### Text shown
══════════

In another place he describes the proceedings of the original Floridians in deliberating on important affairs; this description is illustrated with a spirited drawing:

The chief and his nobles are accustomed during certain days of the year to meet early every morning for this express purpose in a public place, in which a long bench is constructed, having at the middle of it a projecting part laid with nine round trunks of trees, for the chief’s seat. On this he sits by himself for distinction sake; and the rest come to salute him, one at a time, the oldest first, by lifting both hands twice to the height of the head, and saying, “Ha, he, ya, ha, ha.” To this the rest answer, “Ha, ha.” Each as he completes his salutation, takes his seat on the bench. If any question of importance is to be discussed the chief calls upon his lauas (that is, his priests), and upon the elders, one at a time, to deliver their opinions. They decide upon nothing until they have held a number of councils over it, and they deliberate very sagely before deciding. Meanwhile the chief orders the women to boil some cassine; which is a drink prepared from the leaves from a certain root and which they afterwards pass through a strainer.

The chief and his councillors being now seated in their places, one stands before him, and spreading forth his hands wide open, asks a blessing upon the chief and the others who are to drink. Then the cup-bearer brings the hot drink in a capacious shell, first to the chief, and then, as the chief directs, to the rest in their order, in the same shell. They esteem this drink so highly that no one is allowed to drink it in council unless he has proved himself a brave warrior. Moreover, this drink has the quality of at once throwing into a sweat whoever drinks it. On this account those who can not keep it down, but whose stomachs reject it, are not intrusted with any difficult commission, or any military responsibility, being considered unfit, for they often have to go three or four days without food; but one who can drink this liquor can go for 24 hours afterward without eating or drinking. In military expeditions also, the only supplies which they carry consist of gourd bottles or wooden vessels full of this drink. It strengthens and nourishes the body, and yet does not fly to the head, as we have observed on occasion of these feasts of theirs.

══════════

### Supplied data
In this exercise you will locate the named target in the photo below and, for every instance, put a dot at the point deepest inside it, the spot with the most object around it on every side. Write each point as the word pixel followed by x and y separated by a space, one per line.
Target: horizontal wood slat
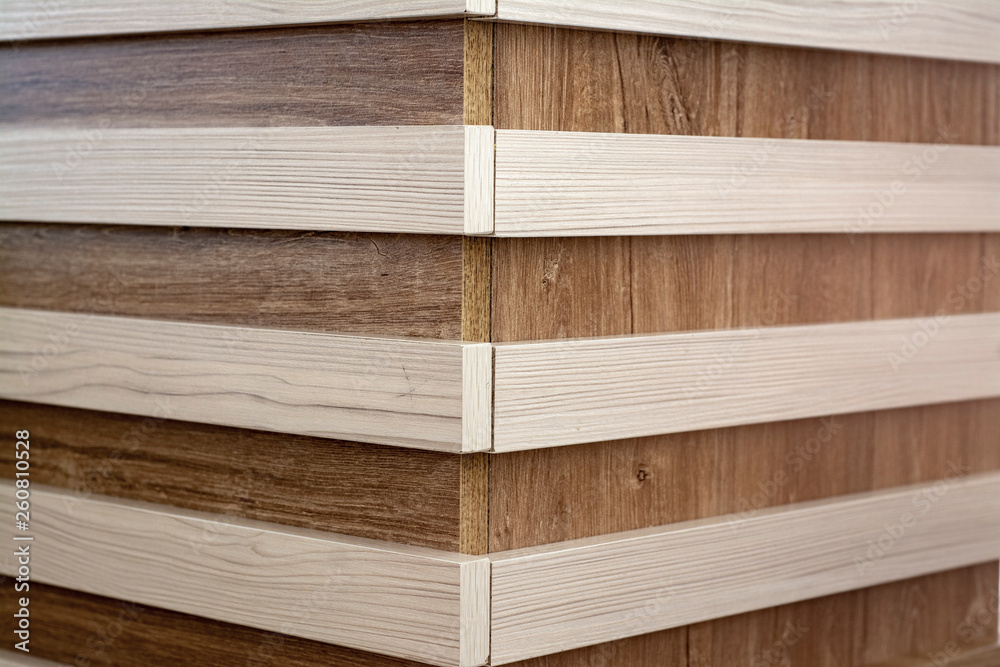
pixel 383 493
pixel 394 73
pixel 388 391
pixel 968 29
pixel 565 392
pixel 373 284
pixel 553 598
pixel 572 184
pixel 379 179
pixel 403 601
pixel 39 19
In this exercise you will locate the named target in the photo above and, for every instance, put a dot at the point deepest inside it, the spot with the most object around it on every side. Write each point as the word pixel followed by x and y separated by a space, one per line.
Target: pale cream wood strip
pixel 406 392
pixel 953 29
pixel 40 19
pixel 479 182
pixel 378 179
pixel 561 596
pixel 572 391
pixel 592 184
pixel 477 397
pixel 405 601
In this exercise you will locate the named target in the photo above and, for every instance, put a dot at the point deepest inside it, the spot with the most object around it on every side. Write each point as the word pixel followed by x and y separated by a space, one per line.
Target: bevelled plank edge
pixel 477 397
pixel 965 30
pixel 44 19
pixel 354 178
pixel 594 184
pixel 562 596
pixel 480 141
pixel 409 602
pixel 586 390
pixel 405 392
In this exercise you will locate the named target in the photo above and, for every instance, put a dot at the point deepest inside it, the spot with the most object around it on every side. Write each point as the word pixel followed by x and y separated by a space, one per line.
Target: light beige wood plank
pixel 593 184
pixel 406 392
pixel 572 391
pixel 952 29
pixel 411 602
pixel 557 597
pixel 378 179
pixel 41 19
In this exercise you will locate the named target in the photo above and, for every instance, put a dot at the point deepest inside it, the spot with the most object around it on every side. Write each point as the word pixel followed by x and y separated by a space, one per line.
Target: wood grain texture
pixel 376 179
pixel 588 183
pixel 398 73
pixel 37 19
pixel 565 392
pixel 388 391
pixel 590 81
pixel 558 597
pixel 76 628
pixel 733 472
pixel 967 30
pixel 381 284
pixel 434 607
pixel 382 493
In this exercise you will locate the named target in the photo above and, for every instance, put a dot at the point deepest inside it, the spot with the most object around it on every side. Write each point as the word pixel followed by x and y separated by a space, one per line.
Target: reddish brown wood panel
pixel 385 493
pixel 406 73
pixel 596 286
pixel 378 284
pixel 89 631
pixel 562 79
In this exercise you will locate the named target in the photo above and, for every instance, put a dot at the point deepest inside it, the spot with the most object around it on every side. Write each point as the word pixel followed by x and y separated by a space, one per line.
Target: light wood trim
pixel 380 179
pixel 558 597
pixel 406 392
pixel 411 602
pixel 564 392
pixel 594 184
pixel 962 30
pixel 43 19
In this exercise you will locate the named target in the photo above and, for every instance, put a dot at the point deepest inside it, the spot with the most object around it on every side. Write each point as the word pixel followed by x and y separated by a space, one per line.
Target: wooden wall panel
pixel 562 288
pixel 384 493
pixel 357 74
pixel 377 284
pixel 92 631
pixel 562 493
pixel 579 80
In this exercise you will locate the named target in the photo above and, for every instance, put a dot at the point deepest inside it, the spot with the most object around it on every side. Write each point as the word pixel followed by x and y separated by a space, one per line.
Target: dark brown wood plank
pixel 378 284
pixel 562 79
pixel 90 631
pixel 406 73
pixel 385 493
pixel 561 493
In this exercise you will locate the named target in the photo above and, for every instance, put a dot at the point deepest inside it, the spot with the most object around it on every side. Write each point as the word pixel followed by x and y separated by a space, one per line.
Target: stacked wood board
pixel 521 332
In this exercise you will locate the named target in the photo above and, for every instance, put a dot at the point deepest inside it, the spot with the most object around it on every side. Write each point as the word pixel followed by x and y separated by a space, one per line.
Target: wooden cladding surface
pixel 409 602
pixel 922 614
pixel 587 183
pixel 565 392
pixel 969 29
pixel 380 284
pixel 734 472
pixel 381 179
pixel 384 493
pixel 391 391
pixel 589 81
pixel 397 73
pixel 37 19
pixel 561 596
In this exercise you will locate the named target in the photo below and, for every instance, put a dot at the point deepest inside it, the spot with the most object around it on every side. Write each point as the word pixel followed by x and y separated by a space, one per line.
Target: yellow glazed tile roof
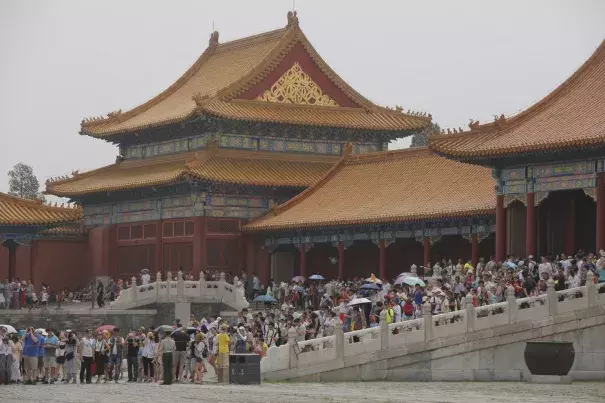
pixel 225 166
pixel 225 71
pixel 392 186
pixel 357 118
pixel 573 115
pixel 15 211
pixel 123 175
pixel 264 169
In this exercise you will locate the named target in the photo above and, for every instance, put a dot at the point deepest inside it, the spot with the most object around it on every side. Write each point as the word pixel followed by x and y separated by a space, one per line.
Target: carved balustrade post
pixel 470 313
pixel 512 304
pixel 551 295
pixel 339 336
pixel 202 283
pixel 427 316
pixel 168 285
pixel 158 282
pixel 293 347
pixel 134 290
pixel 180 287
pixel 384 330
pixel 591 289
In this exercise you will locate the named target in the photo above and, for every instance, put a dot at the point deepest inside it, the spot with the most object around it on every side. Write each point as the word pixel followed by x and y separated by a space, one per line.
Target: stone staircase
pixel 484 343
pixel 181 291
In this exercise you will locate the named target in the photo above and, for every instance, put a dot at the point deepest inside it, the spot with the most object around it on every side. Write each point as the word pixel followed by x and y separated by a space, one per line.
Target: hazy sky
pixel 64 60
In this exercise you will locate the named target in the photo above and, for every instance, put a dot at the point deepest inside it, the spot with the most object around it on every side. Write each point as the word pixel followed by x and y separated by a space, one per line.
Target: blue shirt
pixel 41 340
pixel 418 297
pixel 30 349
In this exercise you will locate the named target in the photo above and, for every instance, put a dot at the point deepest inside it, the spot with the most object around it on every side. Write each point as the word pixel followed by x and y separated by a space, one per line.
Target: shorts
pixel 30 363
pixel 50 362
pixel 115 360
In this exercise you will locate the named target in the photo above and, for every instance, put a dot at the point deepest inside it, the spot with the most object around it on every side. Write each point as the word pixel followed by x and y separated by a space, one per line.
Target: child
pixel 44 298
pixel 408 309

══════════

### What is required
In the passage on the council of the Florida chief, how long can someone who is able to drink the cassine go without eating or drinking afterward?

### Answer section
24 hours